● Source:
TV viewers may be seeing many more bears and beets on the small screen, as NBC is reportedly considering a Dwight Schrute spinoff of The Office.

According to Deadline.com and E! News, the series would see Schrute (Rainn Wilson) return to his family beet farm and bed and breakfast, with what's called a "backdoor pilot," an episode that runs during The Office's time slot to gauge audience reaction. If the series is picked up, it will likely air as part of NBC's midseason replacement lineup in 2013.

"(Writer-director-actor) Paul (Lieberstein) and Rainn have been joking for years about Dwight's life on the farm, his family, and how ill-suited he is to run a B&B," a source told Deadline. "A while ago, it started to feel like a show to them. NBC agreed (and) it's been further developed to include multiple generations, many cousins and neighbours. At its base, it will be about a family farm struggling to survive, and a family trying to stay together."

The website reports that Wilson and Lieberstein came up with the idea which, if green-lit, would see Wilson stay on with The Office next season (assuming it's picked up, of course) before branching out.

● Information provided:
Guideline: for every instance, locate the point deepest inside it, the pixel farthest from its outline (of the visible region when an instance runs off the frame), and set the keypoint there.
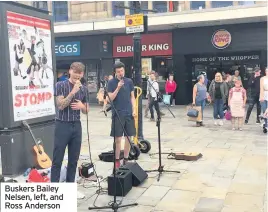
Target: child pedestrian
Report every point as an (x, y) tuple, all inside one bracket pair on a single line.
[(237, 102)]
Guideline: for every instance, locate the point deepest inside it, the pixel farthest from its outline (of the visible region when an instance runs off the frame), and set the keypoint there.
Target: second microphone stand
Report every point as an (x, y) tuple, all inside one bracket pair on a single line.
[(160, 169)]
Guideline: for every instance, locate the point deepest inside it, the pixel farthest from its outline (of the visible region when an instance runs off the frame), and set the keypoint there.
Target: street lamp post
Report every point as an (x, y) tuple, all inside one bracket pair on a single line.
[(137, 69)]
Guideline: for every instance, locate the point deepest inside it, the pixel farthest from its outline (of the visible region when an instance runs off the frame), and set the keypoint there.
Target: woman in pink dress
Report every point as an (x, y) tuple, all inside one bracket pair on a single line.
[(237, 102)]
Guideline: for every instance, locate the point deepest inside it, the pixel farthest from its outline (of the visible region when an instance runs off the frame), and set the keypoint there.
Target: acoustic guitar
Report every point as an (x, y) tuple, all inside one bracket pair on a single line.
[(41, 158)]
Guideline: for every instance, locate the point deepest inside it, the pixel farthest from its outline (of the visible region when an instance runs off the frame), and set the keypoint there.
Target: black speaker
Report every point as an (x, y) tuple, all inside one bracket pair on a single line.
[(123, 180), (109, 156), (138, 174)]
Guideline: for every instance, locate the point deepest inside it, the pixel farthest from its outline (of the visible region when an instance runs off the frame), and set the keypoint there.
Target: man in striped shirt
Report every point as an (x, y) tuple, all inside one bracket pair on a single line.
[(71, 98)]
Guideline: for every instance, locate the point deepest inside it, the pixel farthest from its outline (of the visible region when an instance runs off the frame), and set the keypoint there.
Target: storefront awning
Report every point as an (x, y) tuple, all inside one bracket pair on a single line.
[(167, 21)]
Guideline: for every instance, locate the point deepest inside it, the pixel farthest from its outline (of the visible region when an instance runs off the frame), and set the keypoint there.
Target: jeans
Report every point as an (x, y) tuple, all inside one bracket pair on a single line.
[(264, 106), (66, 134), (154, 103), (218, 108), (201, 103), (252, 102)]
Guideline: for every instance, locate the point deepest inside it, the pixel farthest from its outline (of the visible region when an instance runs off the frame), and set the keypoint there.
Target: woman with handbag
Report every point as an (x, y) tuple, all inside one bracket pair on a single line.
[(218, 91), (200, 96), (237, 101), (170, 88), (264, 94), (153, 92)]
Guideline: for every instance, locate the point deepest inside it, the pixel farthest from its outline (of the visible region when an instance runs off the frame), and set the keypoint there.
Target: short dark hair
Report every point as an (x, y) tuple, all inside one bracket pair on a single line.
[(77, 67), (118, 64)]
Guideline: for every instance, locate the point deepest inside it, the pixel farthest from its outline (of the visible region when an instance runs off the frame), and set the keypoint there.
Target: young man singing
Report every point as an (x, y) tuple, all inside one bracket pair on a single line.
[(121, 92), (71, 98)]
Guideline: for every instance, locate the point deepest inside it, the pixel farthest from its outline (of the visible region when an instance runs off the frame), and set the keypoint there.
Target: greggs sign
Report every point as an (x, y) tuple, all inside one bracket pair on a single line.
[(221, 39), (151, 45)]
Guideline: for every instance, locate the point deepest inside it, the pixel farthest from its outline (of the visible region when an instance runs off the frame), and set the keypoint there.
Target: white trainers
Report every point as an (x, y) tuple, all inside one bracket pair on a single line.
[(80, 195)]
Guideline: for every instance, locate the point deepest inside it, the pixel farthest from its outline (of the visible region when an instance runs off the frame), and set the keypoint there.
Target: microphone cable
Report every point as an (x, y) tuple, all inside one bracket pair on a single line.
[(100, 190)]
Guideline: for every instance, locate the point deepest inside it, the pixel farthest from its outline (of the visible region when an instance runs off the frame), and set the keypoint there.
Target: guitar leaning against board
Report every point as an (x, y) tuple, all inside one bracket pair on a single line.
[(41, 158)]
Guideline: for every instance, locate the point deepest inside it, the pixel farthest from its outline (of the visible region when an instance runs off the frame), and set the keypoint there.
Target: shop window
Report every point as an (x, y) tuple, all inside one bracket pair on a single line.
[(217, 4), (144, 6), (197, 5), (118, 9), (173, 6), (40, 5), (60, 11), (160, 6), (246, 2)]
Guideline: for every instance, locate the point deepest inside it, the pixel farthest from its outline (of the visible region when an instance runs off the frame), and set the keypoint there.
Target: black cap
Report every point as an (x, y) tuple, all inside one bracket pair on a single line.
[(119, 64)]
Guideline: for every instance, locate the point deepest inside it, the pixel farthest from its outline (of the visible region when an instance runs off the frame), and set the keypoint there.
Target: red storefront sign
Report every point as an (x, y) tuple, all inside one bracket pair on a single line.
[(152, 45)]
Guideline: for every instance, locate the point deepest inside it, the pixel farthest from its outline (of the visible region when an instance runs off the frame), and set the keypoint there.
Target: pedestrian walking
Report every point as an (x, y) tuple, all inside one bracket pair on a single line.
[(254, 87), (237, 102), (218, 91), (264, 93), (153, 92), (170, 88), (200, 96)]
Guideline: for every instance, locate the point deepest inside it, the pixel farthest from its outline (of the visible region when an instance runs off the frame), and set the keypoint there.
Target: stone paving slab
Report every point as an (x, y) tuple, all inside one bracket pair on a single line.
[(230, 177)]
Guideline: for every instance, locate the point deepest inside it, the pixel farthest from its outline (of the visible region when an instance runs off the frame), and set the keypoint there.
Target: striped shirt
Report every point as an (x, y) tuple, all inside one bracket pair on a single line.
[(63, 88)]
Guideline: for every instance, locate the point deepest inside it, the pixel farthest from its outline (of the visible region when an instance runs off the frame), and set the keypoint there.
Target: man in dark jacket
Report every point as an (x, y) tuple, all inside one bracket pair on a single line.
[(254, 86)]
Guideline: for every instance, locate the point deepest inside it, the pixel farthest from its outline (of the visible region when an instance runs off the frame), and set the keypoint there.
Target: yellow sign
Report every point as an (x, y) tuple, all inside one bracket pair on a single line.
[(134, 20)]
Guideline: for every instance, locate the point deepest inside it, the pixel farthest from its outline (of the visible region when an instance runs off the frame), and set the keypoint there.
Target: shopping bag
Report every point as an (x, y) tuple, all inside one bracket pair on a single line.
[(199, 117), (166, 99)]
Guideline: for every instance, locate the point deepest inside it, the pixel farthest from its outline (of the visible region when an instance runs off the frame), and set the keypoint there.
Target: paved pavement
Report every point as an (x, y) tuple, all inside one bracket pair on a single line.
[(231, 176)]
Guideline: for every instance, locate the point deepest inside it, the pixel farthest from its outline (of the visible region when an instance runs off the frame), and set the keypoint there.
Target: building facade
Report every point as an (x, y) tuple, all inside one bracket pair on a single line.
[(64, 11), (185, 38)]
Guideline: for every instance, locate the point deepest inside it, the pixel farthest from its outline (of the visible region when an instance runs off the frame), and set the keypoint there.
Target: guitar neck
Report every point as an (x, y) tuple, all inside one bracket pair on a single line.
[(35, 140)]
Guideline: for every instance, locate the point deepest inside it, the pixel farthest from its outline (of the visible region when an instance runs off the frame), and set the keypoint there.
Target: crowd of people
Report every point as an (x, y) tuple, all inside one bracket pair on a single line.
[(227, 93), (71, 100)]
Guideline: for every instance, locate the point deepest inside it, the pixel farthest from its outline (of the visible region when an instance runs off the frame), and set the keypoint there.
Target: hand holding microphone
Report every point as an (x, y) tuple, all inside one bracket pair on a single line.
[(76, 87), (120, 83)]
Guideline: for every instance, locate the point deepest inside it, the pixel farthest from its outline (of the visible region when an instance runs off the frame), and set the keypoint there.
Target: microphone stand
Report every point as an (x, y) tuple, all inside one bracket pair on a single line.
[(114, 205), (160, 169)]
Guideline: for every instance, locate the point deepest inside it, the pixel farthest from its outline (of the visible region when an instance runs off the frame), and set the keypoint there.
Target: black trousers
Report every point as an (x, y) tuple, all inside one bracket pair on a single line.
[(171, 98), (66, 134), (154, 103), (252, 102)]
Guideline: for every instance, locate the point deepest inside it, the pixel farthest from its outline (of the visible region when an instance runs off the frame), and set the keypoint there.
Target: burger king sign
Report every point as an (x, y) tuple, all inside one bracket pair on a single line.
[(221, 39)]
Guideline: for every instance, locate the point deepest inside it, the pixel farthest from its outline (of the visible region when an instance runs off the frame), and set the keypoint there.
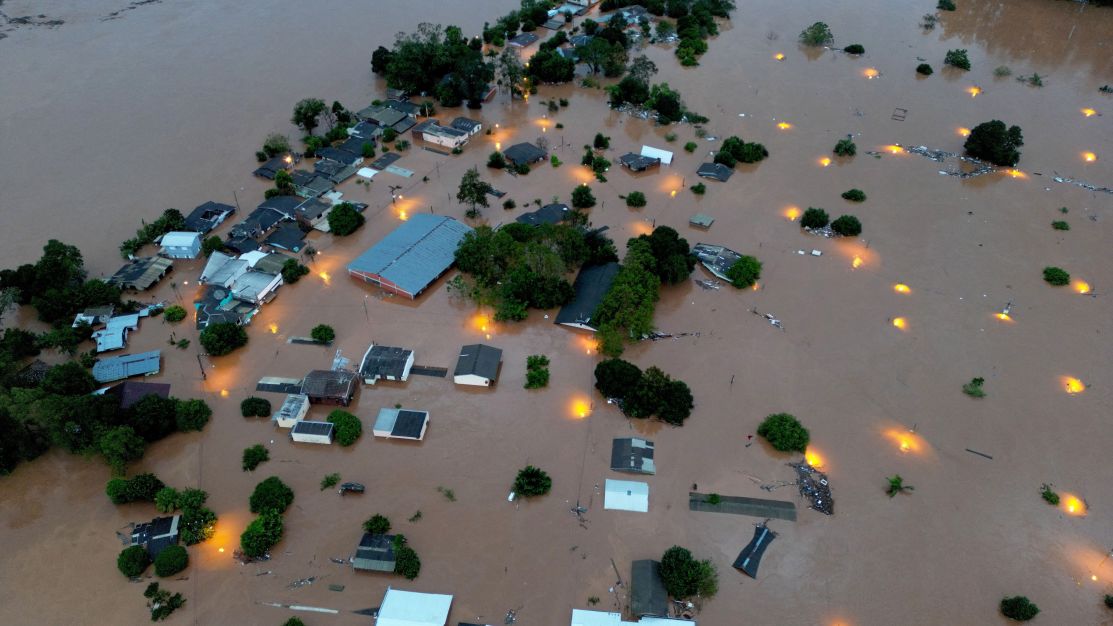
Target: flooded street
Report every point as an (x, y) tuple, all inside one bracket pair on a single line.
[(108, 121)]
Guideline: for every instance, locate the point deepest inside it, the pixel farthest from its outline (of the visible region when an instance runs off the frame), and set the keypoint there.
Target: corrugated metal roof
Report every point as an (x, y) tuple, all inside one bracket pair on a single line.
[(415, 253)]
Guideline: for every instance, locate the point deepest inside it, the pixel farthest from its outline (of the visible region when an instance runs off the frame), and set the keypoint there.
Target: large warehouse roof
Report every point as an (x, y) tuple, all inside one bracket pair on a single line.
[(412, 256)]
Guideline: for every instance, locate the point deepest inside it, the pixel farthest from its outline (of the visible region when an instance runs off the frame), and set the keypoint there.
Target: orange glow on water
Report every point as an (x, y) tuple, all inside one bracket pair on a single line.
[(1073, 505), (1073, 385)]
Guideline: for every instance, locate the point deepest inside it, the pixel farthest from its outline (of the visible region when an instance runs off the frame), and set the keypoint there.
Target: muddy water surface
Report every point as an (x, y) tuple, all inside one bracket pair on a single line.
[(108, 121)]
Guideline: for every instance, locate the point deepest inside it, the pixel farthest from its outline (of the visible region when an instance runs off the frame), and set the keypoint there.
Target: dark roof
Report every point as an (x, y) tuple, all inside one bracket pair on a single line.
[(287, 236), (413, 255), (524, 154), (524, 39), (306, 427), (141, 273), (328, 383), (375, 553), (548, 214), (750, 557), (129, 392), (591, 285), (479, 360), (638, 163), (409, 423), (716, 170), (208, 216), (383, 361), (632, 455), (648, 595)]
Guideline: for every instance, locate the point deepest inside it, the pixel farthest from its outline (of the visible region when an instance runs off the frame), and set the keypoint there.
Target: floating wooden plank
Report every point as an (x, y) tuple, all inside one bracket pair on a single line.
[(752, 507)]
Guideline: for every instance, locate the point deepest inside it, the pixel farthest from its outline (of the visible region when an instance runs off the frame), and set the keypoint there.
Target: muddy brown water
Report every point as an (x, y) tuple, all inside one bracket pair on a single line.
[(108, 121)]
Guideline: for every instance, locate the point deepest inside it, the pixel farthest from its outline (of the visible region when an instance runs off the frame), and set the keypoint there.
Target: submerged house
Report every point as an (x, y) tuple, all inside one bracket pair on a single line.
[(590, 286), (384, 362)]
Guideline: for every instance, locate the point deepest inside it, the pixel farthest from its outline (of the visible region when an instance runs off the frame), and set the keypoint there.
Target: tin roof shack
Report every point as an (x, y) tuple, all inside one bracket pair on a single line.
[(139, 274), (330, 387), (632, 455), (385, 362), (626, 496), (180, 244), (275, 165), (401, 423), (717, 260), (548, 214), (411, 608), (590, 286), (312, 432), (375, 553), (478, 365), (638, 163), (208, 216), (129, 392), (648, 595), (524, 154), (292, 411), (157, 535), (412, 256), (126, 365)]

● What to work on:
(a) According to the article about the Dwight Schrute spinoff, when would the series likely air if it is picked up?
(b) Return the part of the Dwight Schrute spinoff article from "TV viewers may" to "lineup in 2013.".
(c) Resume the article about the Dwight Schrute spinoff, continuing on from its final sentence.

● Answers to the tasks:
(a) As part of NBC's midseason replacement lineup in 2013.

(b)
TV viewers may be seeing many more bears and beets on the small screen, as NBC is reportedly considering a Dwight Schrute spinoff of The Office.

According to Deadline.com and E! News, the series would see Schrute (Rainn Wilson) return to his family beet farm and bed and breakfast, with what's called a "backdoor pilot," an episode that runs during The Office's time slot to gauge audience reaction. If the series is picked up, it will likely air as part of NBC's midseason replacement lineup in 2013.

(c)
But not everyone is sold on the idea. Writing on Grantland.com, social commentator Andy Greenwald channelled the fears of many commentators. "While sitcom spinoffs have a long tradition at the peacock network, for good and ill, it's hard to imagine this succeeding, precisely for the same reasons that Wilson wasn't given the top job on The Office," Greenwald wrote, noting NBC's dire need to milk its few ratings successes.

"Dwight, while a wonderfully realized comic character, is a foil, not a star. His unpleasant eccentricities work best when others are reacting to them, not when they're driving the plot. Network yeasayers will no doubt point to Frasier as an example of a long-running show seguing seamlessly into a new iteration, but the comparison doesn't hold (beet) water."

The news has yet to be confirmed by NBC. Wilson put a damper on the reports Wednesday, tweeting, "Don't believe everything you read in the press, OK?"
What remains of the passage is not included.